* [Input rows]:

[Begin]

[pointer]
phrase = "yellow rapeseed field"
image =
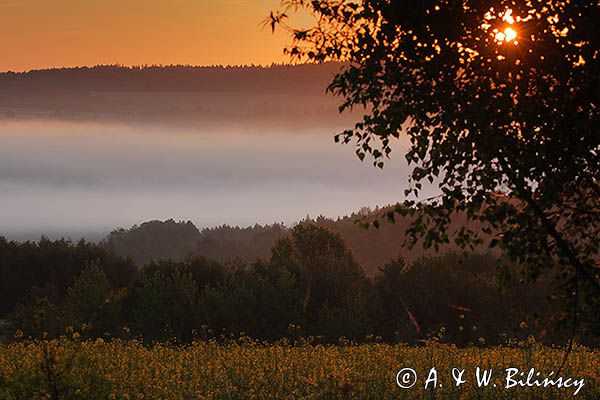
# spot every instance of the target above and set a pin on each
(71, 369)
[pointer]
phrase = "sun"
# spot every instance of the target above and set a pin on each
(508, 35)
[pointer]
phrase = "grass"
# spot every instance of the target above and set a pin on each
(72, 369)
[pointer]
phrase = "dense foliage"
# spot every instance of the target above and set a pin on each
(311, 285)
(499, 100)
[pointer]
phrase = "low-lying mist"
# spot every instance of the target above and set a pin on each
(79, 178)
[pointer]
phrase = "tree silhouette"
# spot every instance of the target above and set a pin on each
(499, 100)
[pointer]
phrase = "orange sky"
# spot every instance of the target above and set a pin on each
(54, 33)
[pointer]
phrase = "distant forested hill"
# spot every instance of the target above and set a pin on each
(155, 240)
(283, 94)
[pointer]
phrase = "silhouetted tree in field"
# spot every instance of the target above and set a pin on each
(499, 100)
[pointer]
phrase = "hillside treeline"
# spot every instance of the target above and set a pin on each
(310, 285)
(155, 240)
(281, 94)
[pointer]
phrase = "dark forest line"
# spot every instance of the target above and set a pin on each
(323, 278)
(281, 94)
(177, 240)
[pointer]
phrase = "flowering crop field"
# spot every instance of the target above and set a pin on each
(69, 369)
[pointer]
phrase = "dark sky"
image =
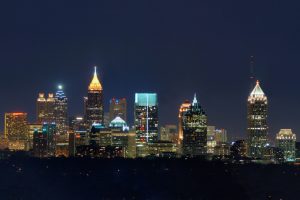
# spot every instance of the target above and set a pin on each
(174, 48)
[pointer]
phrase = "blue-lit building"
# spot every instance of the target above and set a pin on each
(145, 120)
(61, 111)
(44, 141)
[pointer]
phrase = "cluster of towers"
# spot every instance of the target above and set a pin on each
(193, 134)
(98, 134)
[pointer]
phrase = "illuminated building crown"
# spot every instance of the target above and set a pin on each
(95, 85)
(257, 93)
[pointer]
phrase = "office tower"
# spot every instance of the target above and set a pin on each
(194, 130)
(182, 110)
(146, 120)
(239, 149)
(257, 122)
(44, 141)
(41, 108)
(45, 108)
(286, 140)
(16, 130)
(117, 107)
(169, 133)
(61, 111)
(32, 128)
(221, 136)
(211, 139)
(94, 112)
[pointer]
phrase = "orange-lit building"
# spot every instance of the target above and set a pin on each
(16, 130)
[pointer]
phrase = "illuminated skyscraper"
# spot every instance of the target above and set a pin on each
(146, 120)
(16, 130)
(182, 110)
(169, 133)
(286, 141)
(117, 107)
(45, 108)
(61, 111)
(94, 102)
(257, 122)
(194, 130)
(44, 141)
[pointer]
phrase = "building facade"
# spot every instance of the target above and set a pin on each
(45, 108)
(257, 122)
(94, 112)
(182, 110)
(44, 141)
(61, 112)
(286, 140)
(145, 120)
(194, 131)
(16, 130)
(169, 133)
(118, 107)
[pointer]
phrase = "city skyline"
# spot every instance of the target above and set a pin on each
(213, 61)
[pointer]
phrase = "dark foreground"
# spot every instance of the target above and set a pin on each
(27, 178)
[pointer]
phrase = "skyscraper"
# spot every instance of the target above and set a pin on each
(182, 110)
(146, 120)
(257, 122)
(117, 107)
(45, 108)
(16, 130)
(194, 130)
(61, 111)
(169, 133)
(44, 141)
(94, 112)
(286, 141)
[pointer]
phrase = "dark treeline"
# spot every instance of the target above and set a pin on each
(29, 178)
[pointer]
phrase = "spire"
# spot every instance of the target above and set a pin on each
(95, 85)
(257, 91)
(195, 99)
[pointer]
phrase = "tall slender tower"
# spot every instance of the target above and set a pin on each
(194, 130)
(94, 102)
(182, 110)
(117, 107)
(61, 111)
(257, 122)
(145, 120)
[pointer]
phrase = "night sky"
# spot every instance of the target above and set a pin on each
(174, 48)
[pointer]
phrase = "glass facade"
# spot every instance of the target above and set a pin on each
(257, 122)
(146, 120)
(194, 131)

[End]

* [Set exercise]: Set down the records in full and exactly. Do not carry over any image.

* [Answer for this exercise]:
[pointer]
phrase = "yellow rapeseed field"
image =
# spot every instance of the target above and set a pin on each
(71, 369)
[pointer]
phrase = "sun"
# spot every instance of the target above and set a pin on each
(508, 35)
[pointer]
phrase = "grass"
# spot every instance of the target above and set a pin on each
(72, 369)
[pointer]
phrase = "dense foliage"
# spot every instance of the target above and set a pin on each
(311, 285)
(499, 100)
[pointer]
phrase = "low-lying mist"
# spot every instance of the target above and set a pin on each
(79, 178)
[pointer]
phrase = "tree silhouette"
# spot every instance of the target above and set a pin on each
(499, 100)
[pointer]
phrase = "orange sky"
# spot every instance of the target above and set a pin on each
(54, 33)
[pointer]
phrase = "distant forested hill"
# spot every instance of the target above and set a pin on each
(155, 240)
(283, 94)
[pointer]
phrase = "silhouetted tree in field"
# spot every instance of the target above and set a pin on each
(499, 100)
[pointer]
phrase = "hillside treeline"
# spot every instance of the target above and set a pin on each
(310, 285)
(155, 240)
(281, 94)
[pointer]
phrase = "dark forest line"
# spot every instance of the target above and set a pin on each
(323, 278)
(281, 94)
(177, 240)
[pointer]
phrase = "flowering crop field"
# spot every instance of the target above and set a pin on each
(69, 369)
[pointer]
phrase = "dark sky"
image =
# spot every instance of the target above and set a pin on each
(174, 48)
[pointer]
phrase = "blue-lit building"
# spot every instance of the target above and set a pin on each
(145, 120)
(61, 111)
(44, 141)
[pointer]
phrase = "cluster of towers"
# spot every instance of the target above and set a pin on each
(193, 134)
(98, 134)
[pointer]
phrase = "illuminated building crown"
# spot every instance of the target above and set a pin on each
(95, 85)
(257, 93)
[pointer]
phrase = "office tower"
# spot every instance of the target above and set a pin on each
(194, 130)
(182, 110)
(146, 120)
(239, 149)
(257, 122)
(44, 141)
(41, 108)
(45, 108)
(286, 140)
(16, 130)
(117, 107)
(169, 133)
(61, 111)
(32, 128)
(221, 136)
(211, 139)
(94, 112)
[pointer]
phrase = "orange-lit building"
# spot every instance of the target above and set a pin on each
(16, 130)
[pointer]
phrase = "illuminated skyscraper"
# spot every instance of the target above and set a pin on each
(146, 120)
(16, 130)
(182, 110)
(169, 133)
(286, 141)
(117, 107)
(45, 108)
(61, 111)
(94, 102)
(257, 122)
(194, 130)
(44, 141)
[pointer]
phrase = "building facade"
# spot every instance of the target above and set a pin on each
(45, 108)
(257, 122)
(94, 112)
(182, 110)
(44, 141)
(61, 112)
(286, 140)
(145, 120)
(194, 131)
(16, 130)
(169, 133)
(118, 107)
[pointer]
phrase = "city skyline"
# spot every instance of the target above and set a pin on each
(213, 61)
[pointer]
phrase = "dark foreground"
# spot every instance of the target above and set a pin on each
(27, 178)
[pointer]
phrase = "skyscraper"
# spot every instance of the target above and set a pin on each
(182, 110)
(146, 120)
(257, 122)
(117, 107)
(45, 108)
(16, 130)
(194, 130)
(61, 111)
(169, 133)
(44, 141)
(94, 112)
(286, 141)
[pointer]
phrase = "dark treeline"
# spot every instance of the target above and set a pin on each
(29, 178)
[pointer]
phrase = "spire"
# spot every instance of the target above and set a pin on each
(95, 85)
(257, 91)
(195, 99)
[pointer]
phrase = "tall slender tower"
# spot every instance of the target above and set a pin on each
(194, 130)
(94, 102)
(182, 110)
(117, 107)
(61, 111)
(257, 122)
(145, 120)
[pointer]
phrase = "night sky"
# spot every instance of the target above and set a pin on each
(174, 48)
[pointer]
phrase = "glass facade"
# spot every instance of the target above and set a pin on each
(257, 122)
(146, 120)
(194, 131)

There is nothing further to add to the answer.